PROBLEM
An exact copy of every record is needed, with all pictures omitted.

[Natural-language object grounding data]
----

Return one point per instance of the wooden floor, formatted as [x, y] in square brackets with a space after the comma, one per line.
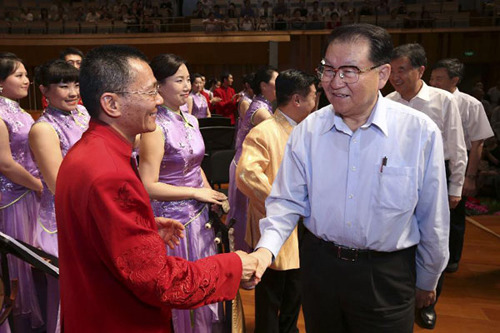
[470, 302]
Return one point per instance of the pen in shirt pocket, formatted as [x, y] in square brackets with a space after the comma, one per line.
[383, 164]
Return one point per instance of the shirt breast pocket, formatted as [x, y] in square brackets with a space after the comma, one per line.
[395, 188]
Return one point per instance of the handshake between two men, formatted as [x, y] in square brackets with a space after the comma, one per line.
[253, 265]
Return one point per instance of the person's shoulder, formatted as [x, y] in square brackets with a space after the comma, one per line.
[316, 121]
[402, 113]
[441, 94]
[393, 96]
[470, 99]
[191, 119]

----

SOLUTION FOR THIS EXERCISE
Return one point per instance of the wooden floor, formatted as [x, y] in square brackets with a space after the comma, one per line.
[470, 302]
Return one point per instance of the pen in shirt pocket, formatted as [x, y] in square brackets with a space after the comma, one per line.
[383, 164]
Return one point per instance of the shirt breast pocket, formatted as [x, y] in square brackets with a space after the comma, one per line.
[395, 188]
Return one point per instance of the handshake between two men, formatted as [x, y] in square brackets with a space after the comma, one per line.
[253, 265]
Return one point per instance of the person's shoulder, formatted as [x, y] in square brackets with a space after the comma, one per line.
[316, 121]
[402, 113]
[441, 94]
[393, 96]
[470, 99]
[191, 119]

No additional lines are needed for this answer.